EXERCISE GOAL: From the entries that follow, list every line in which the string "framed" appears.

DATASET ENTRIES:
[Start of Attachment]

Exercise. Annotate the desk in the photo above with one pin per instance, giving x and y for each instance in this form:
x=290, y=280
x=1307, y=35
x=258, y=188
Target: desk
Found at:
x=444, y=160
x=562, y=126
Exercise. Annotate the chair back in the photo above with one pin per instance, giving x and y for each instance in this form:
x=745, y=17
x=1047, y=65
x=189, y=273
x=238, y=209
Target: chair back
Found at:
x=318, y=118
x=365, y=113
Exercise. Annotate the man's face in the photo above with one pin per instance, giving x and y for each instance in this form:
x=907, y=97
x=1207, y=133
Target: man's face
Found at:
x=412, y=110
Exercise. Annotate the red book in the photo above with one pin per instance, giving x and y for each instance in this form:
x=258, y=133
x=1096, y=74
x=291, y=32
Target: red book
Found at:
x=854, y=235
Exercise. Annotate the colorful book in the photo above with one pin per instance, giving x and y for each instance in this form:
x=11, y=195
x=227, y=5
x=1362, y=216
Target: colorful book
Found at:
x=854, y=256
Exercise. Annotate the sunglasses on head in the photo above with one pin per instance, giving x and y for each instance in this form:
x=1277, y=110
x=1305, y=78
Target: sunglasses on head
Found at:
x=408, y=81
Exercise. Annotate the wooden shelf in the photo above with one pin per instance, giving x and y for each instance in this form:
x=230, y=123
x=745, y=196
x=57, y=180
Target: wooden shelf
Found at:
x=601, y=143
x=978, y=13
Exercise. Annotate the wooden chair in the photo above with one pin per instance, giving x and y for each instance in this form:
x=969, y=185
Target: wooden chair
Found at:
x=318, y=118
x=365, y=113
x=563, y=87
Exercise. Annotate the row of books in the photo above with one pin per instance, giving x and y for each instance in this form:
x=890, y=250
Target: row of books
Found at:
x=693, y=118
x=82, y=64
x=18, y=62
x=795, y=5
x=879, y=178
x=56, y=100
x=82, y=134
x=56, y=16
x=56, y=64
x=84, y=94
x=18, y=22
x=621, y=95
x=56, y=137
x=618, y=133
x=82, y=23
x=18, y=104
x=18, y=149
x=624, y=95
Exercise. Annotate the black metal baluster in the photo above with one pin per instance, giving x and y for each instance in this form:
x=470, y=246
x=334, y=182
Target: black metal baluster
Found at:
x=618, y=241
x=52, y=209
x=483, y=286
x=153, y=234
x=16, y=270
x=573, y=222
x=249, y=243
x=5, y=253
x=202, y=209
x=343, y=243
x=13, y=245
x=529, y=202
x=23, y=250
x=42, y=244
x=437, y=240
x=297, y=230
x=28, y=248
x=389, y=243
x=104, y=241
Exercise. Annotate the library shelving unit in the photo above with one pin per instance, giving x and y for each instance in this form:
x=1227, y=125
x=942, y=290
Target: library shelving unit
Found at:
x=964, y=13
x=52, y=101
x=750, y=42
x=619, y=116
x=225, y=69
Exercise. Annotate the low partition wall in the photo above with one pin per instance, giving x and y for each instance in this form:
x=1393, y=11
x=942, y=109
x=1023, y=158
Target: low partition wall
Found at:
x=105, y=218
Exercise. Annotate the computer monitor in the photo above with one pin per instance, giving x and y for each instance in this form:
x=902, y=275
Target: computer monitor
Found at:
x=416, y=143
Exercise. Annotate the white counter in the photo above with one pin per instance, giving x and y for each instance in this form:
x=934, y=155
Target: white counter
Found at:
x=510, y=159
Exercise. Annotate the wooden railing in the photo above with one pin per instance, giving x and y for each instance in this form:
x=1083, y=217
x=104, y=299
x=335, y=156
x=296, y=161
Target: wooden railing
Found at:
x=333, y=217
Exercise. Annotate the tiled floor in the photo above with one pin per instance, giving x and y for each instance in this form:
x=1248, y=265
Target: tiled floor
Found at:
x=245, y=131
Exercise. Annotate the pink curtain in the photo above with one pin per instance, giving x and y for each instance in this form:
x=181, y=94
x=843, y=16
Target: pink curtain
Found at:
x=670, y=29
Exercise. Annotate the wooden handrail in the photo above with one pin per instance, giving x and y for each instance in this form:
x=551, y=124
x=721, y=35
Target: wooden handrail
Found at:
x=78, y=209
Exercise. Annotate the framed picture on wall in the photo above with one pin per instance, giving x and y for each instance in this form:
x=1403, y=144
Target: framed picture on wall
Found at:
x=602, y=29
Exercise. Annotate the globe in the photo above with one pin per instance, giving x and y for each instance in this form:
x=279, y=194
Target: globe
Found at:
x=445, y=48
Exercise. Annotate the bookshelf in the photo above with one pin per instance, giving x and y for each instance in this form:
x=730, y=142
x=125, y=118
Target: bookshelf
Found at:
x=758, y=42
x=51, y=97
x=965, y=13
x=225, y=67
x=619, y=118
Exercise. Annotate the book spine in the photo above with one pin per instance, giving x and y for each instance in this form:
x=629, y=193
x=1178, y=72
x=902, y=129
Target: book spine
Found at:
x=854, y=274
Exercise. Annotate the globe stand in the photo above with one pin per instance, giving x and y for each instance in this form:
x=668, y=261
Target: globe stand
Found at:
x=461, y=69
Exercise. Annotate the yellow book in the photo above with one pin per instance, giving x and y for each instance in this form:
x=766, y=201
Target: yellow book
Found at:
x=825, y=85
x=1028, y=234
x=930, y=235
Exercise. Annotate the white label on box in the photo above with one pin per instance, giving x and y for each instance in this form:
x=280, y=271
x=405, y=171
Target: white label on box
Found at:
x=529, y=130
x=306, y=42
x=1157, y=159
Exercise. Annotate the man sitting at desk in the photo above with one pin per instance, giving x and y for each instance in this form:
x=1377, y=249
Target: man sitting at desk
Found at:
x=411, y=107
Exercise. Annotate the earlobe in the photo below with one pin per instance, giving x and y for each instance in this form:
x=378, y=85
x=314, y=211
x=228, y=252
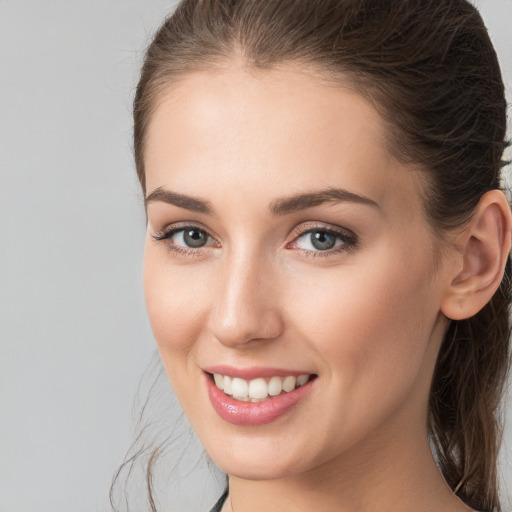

[End of Attachment]

ANSWER SPACE:
Exercise. Annotate the framed picture on wall in the photo above with one pin per instance, giving x and y for each instance in this form:
Target: framed picture on wall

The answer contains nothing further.